Directives:
1: From the article about Pete Rose Jr., transcribe the part from "A Rose in the" up to and including "enough to drive.".
2: According to the article about Pete Rose Jr., which high school will he attend as a sophomore this fall?
3: Based on the article about Pete Rose Jr., decide whether each statement agrees with it. Answer yes or no, and quote the words that settle it.
(a) Pete Rose Jr. switch-hits like his father.
(b) At 11, while serving as the Phillies' bat boy, Petey was the first to reach first base to congratulate his father on hit No. 3,631.
(c) Coach John McMichen has been with the team for ten years.

Passage to read:

* start *

A Rose in the bud
Yes, he runs like his old man, or, as he puts it, like "a mule." Yes, he throws like his old man, with that straight-armed style that doesn't exactly jet the ball across the infield. But 15-year-old third baseman-first baseman Pete Rose Jr. hits like his old man, too, and he wants everyone to know that in addition to batting .390 and driving in 40 runs in 40 games for an American Legion team that reached the Ohio District 4 finals this year, he hit one home run, just like the old man. Not bad, considering that on a squad of 16- to 18-year-olds, he was the only one not old enough to drive.
"I've been with the team for eight years, and I've never had a 15-year-old with enough nerve to try out," says Budde Post coach John McMichen. "Petey said, 'I'm gonna try out.' I told him, 'I hope we'll still be friends if you don't make it.' He said, 'I don't plan on getting cut.' "
So he thinks like Dad, too. In so many ways, Pete Rose Jr. is his father's son. He has auburn hair, freckled skin, that crinkly-eyed smile and what appears to be the beginnings of a barrel chest. When he gets a big hit, he stands on the bag and slams his fist defiantly into his palm, just like his father.
At 5'11", he can look Dad in the eye, and his eating habits are such that he won't weigh 155 for long. Petey also has the headfirst slide and, most important of all to his father, the work ethic. "I think he can hit because he's had more practice than anyone else," Pete Sr. says. "He stays with it."
"I want to go straight through the minors and get to the big leagues," Pete Jr. says. "It's all I want to do." He will be a sophomore at Oak Hills High this fall, and the next three years seem like a lifetime. "I hate school," Petey said last week. "I like gym and lunch. And girls. I hate everything else."
One of Petey's earliest baseball memories is sliding—headfirst, of course—into a chair and splitting his head open. As a toddler he sat in the crane operator's lap and helped deliver the first wrecking ball into Crosley Field. At four he told Reds coach Alex Grammas, who was throwing batting practice to Petey and couldn't throw strikes, to "Get that bleep over." At 11, as the Phillies' bat boy, Petey was the first to reach first base and congratulate Dad for hit No. 3,631, which broke Stan Musial's National League record.
On game days, Petey arrives at Riverfront Stadium at 3 p.m. and goes to his own locker in the Reds' clubhouse. He takes batting practice under the watchful eye of his dad and Cincinnati batting coach Billy DeMars. Although Pete Sr. is proud that his own father taught him to switch-hit at age nine, Petey bats only lefty. "The way he started out, he never proved to me that he needed to switch-hit," Pete Sr. says. "It was never necessary."
After batting practice Petey shags flies for the big guys, dresses in his game uniform that says ROSE 14 and sits in the dugout, trying to soak up the game. "I think it's good for him to be around his dad during the game," Pete Sr. says. "He fits in extremely well. He's down-to-earth, one of the guys." Petey says he learns, too. "Cusswords," he says.

* end *

Stored rows:

* start *

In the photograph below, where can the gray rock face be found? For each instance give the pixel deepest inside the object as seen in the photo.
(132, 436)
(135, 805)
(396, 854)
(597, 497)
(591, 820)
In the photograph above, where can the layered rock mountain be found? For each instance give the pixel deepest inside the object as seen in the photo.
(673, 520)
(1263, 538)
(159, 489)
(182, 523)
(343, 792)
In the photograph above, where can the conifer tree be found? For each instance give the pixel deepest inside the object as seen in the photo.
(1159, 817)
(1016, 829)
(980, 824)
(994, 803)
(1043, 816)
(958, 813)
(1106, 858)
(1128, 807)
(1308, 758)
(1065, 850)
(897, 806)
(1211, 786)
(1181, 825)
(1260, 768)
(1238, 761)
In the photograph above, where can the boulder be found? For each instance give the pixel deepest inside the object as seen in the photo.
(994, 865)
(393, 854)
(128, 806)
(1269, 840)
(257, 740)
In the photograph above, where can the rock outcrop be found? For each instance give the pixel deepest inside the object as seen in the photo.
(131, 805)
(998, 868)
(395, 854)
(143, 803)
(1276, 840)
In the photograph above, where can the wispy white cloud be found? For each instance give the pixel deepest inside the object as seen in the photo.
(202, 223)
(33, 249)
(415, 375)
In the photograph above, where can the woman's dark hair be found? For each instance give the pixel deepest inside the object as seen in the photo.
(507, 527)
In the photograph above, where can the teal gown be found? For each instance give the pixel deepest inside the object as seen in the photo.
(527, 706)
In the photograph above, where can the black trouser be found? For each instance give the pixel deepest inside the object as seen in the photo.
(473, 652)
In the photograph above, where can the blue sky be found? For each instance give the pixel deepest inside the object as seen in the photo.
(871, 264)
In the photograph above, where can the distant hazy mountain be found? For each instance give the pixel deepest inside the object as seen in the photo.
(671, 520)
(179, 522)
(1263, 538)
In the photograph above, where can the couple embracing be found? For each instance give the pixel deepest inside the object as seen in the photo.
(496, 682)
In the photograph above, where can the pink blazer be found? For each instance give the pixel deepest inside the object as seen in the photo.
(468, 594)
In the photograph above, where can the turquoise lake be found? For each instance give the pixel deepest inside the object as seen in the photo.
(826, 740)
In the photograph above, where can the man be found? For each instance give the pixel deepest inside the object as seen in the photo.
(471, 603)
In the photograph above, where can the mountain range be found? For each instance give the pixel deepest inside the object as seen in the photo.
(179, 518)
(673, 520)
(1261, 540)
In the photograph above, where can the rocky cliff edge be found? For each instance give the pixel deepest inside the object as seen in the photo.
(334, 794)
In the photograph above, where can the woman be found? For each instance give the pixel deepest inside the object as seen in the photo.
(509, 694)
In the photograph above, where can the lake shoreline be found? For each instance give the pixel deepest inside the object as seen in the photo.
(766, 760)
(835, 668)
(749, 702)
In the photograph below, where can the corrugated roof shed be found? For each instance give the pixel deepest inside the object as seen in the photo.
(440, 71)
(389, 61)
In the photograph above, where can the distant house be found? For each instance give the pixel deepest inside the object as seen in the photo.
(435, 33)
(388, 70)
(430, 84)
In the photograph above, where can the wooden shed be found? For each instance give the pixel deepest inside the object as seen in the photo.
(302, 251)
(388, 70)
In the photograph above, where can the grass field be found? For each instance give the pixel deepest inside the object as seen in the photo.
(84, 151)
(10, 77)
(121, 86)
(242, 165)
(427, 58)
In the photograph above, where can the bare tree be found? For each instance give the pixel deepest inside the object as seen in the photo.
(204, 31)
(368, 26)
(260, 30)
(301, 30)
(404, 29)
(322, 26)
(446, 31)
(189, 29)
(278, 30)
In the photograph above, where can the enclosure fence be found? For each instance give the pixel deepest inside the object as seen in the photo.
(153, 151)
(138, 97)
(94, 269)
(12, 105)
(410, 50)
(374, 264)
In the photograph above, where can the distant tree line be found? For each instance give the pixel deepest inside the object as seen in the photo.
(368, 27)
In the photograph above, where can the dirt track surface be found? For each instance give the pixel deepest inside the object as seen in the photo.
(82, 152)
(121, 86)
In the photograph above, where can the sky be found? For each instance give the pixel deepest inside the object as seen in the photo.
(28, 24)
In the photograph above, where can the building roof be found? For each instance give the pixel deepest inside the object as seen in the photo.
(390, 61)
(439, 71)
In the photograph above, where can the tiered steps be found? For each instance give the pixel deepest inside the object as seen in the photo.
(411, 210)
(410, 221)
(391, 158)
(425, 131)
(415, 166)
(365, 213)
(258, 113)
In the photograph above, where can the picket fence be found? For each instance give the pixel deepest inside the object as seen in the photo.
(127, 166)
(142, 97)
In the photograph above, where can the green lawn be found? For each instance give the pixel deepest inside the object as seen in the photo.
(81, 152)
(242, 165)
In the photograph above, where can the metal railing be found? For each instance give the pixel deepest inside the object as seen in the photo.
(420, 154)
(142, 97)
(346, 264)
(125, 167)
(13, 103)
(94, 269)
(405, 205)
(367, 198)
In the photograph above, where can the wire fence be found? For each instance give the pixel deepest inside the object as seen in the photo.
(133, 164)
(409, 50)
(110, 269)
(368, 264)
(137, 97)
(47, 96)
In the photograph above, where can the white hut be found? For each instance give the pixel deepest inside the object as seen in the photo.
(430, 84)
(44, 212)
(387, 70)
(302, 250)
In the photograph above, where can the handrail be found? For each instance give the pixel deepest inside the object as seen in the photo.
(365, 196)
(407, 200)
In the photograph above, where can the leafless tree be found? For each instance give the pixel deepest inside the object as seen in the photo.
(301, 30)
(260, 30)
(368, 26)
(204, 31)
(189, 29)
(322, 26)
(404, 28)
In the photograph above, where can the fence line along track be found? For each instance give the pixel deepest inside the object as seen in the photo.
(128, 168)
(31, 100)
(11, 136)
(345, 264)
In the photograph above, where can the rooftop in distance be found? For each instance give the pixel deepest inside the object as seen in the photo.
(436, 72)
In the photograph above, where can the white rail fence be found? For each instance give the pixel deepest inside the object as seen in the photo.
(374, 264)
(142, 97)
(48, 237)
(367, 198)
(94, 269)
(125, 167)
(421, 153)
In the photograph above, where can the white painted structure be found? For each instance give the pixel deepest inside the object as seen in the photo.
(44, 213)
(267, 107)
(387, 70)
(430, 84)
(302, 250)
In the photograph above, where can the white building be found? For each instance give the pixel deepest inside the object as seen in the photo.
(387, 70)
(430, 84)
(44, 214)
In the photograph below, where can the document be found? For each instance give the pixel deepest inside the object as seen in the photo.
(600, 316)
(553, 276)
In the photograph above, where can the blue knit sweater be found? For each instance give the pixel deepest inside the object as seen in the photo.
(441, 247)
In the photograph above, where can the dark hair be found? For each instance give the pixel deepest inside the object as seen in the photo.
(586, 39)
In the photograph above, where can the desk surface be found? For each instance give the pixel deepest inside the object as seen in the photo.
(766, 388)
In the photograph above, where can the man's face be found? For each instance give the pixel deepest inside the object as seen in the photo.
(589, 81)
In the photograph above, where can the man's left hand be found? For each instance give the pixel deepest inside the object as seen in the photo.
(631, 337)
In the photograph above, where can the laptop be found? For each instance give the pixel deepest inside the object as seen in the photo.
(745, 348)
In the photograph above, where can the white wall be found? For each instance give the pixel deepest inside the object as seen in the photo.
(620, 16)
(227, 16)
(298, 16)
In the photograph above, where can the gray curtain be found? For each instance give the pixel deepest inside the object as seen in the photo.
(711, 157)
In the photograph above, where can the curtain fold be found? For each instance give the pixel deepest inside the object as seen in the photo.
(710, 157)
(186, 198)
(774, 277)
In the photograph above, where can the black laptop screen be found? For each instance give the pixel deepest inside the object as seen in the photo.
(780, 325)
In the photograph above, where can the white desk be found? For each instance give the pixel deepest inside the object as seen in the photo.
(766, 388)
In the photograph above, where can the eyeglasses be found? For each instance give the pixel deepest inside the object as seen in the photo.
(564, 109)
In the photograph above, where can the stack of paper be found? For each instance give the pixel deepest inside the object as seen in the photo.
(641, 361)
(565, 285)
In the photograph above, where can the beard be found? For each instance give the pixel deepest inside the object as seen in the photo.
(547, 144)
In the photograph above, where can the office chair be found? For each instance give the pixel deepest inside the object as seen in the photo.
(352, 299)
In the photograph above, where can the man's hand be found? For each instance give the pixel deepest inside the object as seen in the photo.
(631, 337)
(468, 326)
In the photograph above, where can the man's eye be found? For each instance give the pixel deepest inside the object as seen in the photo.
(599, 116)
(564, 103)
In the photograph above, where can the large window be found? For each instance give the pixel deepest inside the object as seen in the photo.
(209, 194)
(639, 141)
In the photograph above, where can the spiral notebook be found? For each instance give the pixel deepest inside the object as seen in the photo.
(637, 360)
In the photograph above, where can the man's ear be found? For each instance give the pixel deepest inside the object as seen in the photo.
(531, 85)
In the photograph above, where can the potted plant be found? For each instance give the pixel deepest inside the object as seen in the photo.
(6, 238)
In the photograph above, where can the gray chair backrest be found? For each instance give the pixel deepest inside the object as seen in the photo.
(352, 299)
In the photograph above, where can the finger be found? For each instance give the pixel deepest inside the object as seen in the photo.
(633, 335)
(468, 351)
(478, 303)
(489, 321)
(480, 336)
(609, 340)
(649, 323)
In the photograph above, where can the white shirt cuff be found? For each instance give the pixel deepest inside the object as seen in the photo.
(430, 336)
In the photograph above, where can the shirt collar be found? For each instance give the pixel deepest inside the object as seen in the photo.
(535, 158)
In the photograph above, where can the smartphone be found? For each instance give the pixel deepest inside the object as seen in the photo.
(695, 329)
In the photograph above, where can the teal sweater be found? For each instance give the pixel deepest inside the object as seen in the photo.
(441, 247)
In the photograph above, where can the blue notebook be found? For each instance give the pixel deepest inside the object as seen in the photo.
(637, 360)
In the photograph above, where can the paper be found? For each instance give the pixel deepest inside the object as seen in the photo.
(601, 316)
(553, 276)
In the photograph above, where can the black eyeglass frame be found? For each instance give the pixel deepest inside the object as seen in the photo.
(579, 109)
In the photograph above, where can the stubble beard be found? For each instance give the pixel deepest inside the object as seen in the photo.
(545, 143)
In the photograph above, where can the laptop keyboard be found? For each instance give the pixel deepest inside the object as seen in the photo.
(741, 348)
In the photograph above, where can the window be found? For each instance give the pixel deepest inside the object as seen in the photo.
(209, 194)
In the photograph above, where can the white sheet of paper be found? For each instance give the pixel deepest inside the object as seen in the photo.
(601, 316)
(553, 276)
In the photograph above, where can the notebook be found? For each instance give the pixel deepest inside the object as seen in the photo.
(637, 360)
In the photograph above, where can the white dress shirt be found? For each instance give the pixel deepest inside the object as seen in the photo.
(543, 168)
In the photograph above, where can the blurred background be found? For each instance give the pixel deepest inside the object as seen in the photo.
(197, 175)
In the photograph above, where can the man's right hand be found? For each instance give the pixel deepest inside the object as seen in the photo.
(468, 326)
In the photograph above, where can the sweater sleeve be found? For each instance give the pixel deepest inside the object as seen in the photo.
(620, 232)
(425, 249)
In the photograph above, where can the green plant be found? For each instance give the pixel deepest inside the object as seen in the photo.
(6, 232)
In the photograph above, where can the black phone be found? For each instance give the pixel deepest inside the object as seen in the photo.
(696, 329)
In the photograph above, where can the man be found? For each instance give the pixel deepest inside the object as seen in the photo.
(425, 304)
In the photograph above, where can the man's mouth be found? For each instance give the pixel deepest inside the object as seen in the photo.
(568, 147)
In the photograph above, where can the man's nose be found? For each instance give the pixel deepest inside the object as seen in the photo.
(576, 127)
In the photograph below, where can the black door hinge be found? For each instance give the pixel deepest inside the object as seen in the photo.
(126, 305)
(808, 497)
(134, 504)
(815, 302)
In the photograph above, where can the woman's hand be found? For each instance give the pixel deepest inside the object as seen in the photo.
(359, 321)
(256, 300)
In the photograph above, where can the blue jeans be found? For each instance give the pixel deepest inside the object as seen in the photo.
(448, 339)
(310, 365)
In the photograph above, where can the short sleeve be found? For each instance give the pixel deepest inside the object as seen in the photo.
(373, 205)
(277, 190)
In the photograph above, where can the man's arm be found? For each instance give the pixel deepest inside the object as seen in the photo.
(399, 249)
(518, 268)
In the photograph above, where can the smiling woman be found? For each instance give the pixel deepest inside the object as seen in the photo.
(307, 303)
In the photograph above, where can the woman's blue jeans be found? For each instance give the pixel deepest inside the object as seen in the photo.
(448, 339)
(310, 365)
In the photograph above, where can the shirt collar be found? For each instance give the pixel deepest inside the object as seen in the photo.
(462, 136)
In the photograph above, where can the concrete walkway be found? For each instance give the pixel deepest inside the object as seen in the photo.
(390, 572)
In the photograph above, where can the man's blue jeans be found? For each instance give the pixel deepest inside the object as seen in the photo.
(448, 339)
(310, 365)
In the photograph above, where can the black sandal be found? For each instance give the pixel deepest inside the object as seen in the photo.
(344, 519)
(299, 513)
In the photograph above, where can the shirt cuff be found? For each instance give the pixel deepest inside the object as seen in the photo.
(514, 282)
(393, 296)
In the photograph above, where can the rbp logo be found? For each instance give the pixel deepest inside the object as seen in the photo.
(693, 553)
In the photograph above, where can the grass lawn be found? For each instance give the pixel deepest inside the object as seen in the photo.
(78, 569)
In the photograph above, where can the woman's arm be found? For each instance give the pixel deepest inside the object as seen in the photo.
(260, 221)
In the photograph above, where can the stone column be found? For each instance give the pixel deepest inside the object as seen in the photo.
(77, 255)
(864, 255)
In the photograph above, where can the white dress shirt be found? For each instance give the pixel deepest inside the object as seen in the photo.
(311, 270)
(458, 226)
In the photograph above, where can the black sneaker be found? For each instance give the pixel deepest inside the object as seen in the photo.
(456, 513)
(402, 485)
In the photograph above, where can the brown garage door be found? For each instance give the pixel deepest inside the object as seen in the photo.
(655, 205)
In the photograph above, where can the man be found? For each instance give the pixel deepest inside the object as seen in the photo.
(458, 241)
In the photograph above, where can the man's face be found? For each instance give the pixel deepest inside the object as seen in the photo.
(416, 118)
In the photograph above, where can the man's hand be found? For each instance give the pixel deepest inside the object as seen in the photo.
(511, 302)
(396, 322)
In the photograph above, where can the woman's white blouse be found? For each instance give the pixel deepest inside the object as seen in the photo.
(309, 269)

* end *

Outputs by task:
1:
A Rose in the bud
Yes, he runs like his old man, or, as he puts it, like "a mule." Yes, he throws like his old man, with that straight-armed style that doesn't exactly jet the ball across the infield. But 15-year-old third baseman-first baseman Pete Rose Jr. hits like his old man, too, and he wants everyone to know that in addition to batting .390 and driving in 40 runs in 40 games for an American Legion team that reached the Ohio District 4 finals this year, he hit one home run, just like the old man. Not bad, considering that on a squad of 16- to 18-year-olds, he was the only one not old enough to drive.

2: Oak Hills High

3:
(a) No: "Petey bats only lefty."
(b) Yes: "At 11, as the Phillies' bat boy, Petey was the first to reach first base and congratulate Dad for hit No. 3,631"
(c) No: "I've been with the team for eight years"